## 你的任务
1) 在讲“between 子句”的这段文档摘录里,emailTimeStampStart 和 emailTimeStampEnd 指的是什么?
2) 请从记录的第一行开始,把记录原样输出,到含有“x=292 y=173”的那一行为止,这一行也要输出。

## 文档摘录

以下函数提取“between 子句”中指定的“message date”。首先检查该项是否为 Item_func 类型。然后检查第一个参数是字段,并且后续参数不是字段类型。“between”子句被转换为 where 子句单元,其中 emailTimeStampStart 和 emailTimeStampEnd 是“between”子句中指定的值。

vector<EmailWhereClauseUnit> Item_func_between_case(const Item *item)
{
    vector<EmailWhereClauseUnit> emailWhereClauseUnitVector;
    const Item_func * itemFunction=dynamic_cast<const Item_func*>(item);
    Item **arguments=0;
    if(itemFunction)
    {
        arguments=itemFunction->arguments();
    }
    else
    {
        return emailWhereClauseUnitVector;
    }
    Item *field=0;
    Item *value1=0;
    Item *value2=0;
    if(dynamic_cast <Item_field*>(arguments[0]))
    {
        field = arguments[0];
    }
    else
    {
        return emailWhereClauseUnitVector;
    }
    if(dynamic_cast <Item_field*>(arguments[1]))
    {
        return emailWhereClauseUnitVector;
    }
    else
    {
        value1 = arguments[1];
    }
    if(dynamic_cast <Item_field*>(arguments[2]))
    {
        return emailWhereClauseUnitVector;
    }
    else
    {
        value2 = arguments[2];
    }
    Item_field *f;
    if(field&&field->item_name.ptr()&&_stricmp(field->item_name.ptr(),"messagedate")==0)
    {
        MYSQL_TIME emailDateTime={0};
        value1->get_date(&emailDateTime,0);
        tm tempDateTime={0};
        tempDateTime.tm_year=emailDateTime.year-1900;
        tempDateTime.tm_mon=emailDateTime.month-1;
        tempDateTime.tm_mday=emailDateTime.day;
        tempDateTime.tm_hour=emailDateTime.hour;
        tempDateTime.tm_min=emailDateTime.minute;
        tempDateTime.tm_sec=emailDateTime.second;
        EmailWhereClauseUnit myEmailWhereClauseUnit;
        myEmailWhereClauseUnit.from="";
        myEmailWhereClauseUnit.to="";
        myEmailWhereClauseUnit.cc="";
        myEmailWhereClauseUnit.subject="";
        myEmailWhereClauseUnit.body="";
        myEmailWhereClauseUnit.emailTimeStampStart=mktime(&tempDateTime);
        value2->get_date(&emailDateTime,0);

        tempDateTime.tm_year=emailDateTime.year-1900;
        tempDateTime.tm_mon=emailDateTime.month-1;
        tempDateTime.tm_mday=emailDateTime.day;
        tempDateTime.tm_hour=emailDateTime.hour;
        tempDateTime.tm_min=emailDateTime.minute;
        tempDateTime.tm_sec=emailDateTime.second;
        myEmailWhereClauseUnit.emailTimeStampEnd=mktime(&tempDateTime);
        emailWhereClauseUnitVector.push_back(myEmailWhereClauseUnit);
    }

    return emailWhereClauseUnitVector;
}

以下是 My_Cond_traverser 用来检查父子关系的一个辅助函数。

bool isChildOf(Item_cond *parent,Item *child)
{
    List_iterator<Item> li(*(parent->argument_list()));
    Item *it= NULL;
    while ((it= li++))

## 点标注记录
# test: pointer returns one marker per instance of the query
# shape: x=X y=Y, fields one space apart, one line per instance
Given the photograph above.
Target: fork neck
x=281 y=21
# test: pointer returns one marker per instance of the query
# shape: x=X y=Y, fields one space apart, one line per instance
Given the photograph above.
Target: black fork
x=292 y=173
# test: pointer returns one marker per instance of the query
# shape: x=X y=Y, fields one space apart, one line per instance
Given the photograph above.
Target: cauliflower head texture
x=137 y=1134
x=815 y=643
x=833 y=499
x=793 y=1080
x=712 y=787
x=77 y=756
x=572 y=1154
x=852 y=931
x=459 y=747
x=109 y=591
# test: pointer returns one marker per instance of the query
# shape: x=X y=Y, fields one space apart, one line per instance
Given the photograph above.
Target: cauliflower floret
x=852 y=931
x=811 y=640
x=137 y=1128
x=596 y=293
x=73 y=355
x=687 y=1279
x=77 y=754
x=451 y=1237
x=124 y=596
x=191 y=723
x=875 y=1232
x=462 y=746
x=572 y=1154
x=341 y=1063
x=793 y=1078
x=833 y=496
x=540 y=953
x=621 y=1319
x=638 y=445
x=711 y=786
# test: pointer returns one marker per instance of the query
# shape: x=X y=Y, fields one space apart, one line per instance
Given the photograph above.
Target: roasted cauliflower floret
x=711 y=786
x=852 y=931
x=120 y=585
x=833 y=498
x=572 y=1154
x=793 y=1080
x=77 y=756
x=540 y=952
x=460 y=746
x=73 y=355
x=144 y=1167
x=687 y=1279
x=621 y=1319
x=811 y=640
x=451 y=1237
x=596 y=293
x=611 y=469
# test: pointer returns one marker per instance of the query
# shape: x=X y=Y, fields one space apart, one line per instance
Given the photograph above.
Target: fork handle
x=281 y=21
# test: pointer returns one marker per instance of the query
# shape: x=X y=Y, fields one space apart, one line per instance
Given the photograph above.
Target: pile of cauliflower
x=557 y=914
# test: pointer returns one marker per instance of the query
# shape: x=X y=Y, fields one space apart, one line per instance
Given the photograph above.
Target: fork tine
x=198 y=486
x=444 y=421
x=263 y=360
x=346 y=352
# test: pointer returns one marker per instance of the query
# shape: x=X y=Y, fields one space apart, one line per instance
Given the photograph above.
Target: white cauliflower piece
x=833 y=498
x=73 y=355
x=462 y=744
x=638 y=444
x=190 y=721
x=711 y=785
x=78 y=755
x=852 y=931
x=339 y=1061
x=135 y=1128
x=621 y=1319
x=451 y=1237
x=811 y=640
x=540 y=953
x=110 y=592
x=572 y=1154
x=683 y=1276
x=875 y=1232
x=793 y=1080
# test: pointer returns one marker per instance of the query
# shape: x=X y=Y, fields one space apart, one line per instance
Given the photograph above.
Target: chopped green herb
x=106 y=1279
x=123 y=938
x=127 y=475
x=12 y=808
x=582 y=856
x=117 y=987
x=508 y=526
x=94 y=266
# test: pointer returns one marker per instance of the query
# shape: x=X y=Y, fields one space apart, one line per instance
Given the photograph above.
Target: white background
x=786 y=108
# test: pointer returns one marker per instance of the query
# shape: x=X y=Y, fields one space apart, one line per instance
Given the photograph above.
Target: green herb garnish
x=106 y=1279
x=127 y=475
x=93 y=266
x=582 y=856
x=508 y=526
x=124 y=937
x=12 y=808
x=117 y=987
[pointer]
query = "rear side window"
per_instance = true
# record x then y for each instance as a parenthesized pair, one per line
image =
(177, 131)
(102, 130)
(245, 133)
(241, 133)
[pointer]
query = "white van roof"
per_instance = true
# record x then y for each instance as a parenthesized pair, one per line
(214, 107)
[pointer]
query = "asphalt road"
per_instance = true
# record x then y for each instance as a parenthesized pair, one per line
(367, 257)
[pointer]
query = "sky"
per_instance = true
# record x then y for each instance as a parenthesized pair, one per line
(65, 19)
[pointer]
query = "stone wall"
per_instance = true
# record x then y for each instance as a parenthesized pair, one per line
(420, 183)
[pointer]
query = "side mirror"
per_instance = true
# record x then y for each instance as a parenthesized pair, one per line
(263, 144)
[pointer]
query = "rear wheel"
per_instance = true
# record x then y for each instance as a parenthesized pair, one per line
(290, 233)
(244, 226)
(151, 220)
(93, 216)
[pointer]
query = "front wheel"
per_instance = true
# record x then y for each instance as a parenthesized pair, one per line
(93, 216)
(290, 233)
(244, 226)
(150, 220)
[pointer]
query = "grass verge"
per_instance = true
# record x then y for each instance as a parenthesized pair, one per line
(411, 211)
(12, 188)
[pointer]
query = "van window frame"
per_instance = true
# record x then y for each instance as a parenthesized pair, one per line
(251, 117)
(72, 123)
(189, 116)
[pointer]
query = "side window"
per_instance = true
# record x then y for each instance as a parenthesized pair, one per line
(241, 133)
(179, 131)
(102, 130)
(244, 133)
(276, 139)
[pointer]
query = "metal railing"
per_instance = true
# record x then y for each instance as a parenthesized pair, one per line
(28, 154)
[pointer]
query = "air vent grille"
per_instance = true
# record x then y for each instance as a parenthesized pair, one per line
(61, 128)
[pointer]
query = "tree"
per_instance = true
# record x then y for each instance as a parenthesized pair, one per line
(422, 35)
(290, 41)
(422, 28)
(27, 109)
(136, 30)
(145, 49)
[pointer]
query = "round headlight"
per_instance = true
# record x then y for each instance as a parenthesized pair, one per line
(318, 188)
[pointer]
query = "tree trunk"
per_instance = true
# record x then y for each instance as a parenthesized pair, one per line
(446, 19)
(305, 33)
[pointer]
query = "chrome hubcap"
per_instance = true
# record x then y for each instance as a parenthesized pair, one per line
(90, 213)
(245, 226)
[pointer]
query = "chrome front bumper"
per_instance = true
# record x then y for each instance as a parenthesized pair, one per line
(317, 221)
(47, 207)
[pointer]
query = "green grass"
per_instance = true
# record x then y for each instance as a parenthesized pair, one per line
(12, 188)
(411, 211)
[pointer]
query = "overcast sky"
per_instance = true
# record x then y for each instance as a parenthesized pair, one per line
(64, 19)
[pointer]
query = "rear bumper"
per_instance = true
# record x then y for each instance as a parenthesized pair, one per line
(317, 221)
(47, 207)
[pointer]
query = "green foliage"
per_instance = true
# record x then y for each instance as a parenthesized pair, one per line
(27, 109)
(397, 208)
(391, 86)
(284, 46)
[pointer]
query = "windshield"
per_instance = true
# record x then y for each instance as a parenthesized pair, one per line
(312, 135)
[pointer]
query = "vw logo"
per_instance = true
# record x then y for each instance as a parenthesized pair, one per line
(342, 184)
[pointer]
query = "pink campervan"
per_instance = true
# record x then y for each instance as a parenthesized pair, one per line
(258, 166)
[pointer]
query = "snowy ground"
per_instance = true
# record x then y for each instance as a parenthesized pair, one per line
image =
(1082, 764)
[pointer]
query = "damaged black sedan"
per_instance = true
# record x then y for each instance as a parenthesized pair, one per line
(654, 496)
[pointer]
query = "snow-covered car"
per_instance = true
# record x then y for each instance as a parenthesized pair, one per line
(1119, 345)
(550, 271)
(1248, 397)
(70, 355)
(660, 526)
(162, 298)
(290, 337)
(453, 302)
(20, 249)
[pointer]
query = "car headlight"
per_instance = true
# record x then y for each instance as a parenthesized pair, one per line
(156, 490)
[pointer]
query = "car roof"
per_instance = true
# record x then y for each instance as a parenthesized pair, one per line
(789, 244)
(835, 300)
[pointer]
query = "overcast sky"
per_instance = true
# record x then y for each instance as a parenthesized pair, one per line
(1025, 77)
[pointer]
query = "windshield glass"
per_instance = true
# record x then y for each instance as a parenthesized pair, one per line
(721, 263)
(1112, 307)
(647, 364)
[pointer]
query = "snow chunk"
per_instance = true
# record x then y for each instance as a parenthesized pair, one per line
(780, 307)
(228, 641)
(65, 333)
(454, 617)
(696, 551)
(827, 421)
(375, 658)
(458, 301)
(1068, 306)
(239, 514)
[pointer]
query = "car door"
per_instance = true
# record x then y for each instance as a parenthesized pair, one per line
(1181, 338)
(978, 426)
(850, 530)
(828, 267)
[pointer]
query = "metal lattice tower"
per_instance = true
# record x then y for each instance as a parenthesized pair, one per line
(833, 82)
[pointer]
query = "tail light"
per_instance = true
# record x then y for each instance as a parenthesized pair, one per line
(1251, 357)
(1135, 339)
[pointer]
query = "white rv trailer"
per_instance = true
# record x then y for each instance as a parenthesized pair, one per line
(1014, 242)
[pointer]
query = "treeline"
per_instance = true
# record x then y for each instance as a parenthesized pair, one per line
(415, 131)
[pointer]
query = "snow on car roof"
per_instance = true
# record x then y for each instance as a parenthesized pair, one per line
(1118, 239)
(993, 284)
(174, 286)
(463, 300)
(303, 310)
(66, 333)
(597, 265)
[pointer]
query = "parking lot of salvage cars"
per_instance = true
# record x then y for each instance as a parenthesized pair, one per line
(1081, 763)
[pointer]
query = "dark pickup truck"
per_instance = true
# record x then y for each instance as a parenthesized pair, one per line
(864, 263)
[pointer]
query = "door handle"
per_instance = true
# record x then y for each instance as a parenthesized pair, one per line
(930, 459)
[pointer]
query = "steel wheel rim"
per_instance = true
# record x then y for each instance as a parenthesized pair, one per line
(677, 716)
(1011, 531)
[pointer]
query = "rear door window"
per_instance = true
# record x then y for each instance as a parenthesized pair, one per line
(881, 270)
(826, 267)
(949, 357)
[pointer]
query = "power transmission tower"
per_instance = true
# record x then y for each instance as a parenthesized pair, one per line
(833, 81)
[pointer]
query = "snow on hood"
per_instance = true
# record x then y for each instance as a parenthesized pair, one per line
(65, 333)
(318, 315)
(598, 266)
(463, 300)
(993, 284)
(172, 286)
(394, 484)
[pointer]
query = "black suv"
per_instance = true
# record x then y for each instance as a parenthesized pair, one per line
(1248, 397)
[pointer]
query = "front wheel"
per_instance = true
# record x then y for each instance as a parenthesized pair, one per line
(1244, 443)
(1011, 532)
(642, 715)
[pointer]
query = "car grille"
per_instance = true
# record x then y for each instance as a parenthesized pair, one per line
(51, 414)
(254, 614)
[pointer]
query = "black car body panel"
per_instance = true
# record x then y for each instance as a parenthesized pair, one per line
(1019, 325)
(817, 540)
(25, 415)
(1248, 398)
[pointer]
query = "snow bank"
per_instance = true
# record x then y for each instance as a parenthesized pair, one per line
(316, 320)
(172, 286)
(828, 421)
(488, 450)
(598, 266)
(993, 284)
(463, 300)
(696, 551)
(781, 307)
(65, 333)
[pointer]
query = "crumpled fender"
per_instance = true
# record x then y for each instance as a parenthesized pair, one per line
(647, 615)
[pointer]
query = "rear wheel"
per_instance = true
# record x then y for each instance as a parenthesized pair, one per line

## 各题答案
1) 它们是“between”子句中指定的值。

2)
# test: pointer returns one marker per instance of the query
# shape: x=X y=Y, fields one space apart, one line per instance
Given the photograph above.
Target: fork neck
x=281 y=21
# test: pointer returns one marker per instance of the query
# shape: x=X y=Y, fields one space apart, one line per instance
Given the photograph above.
Target: black fork
x=292 y=173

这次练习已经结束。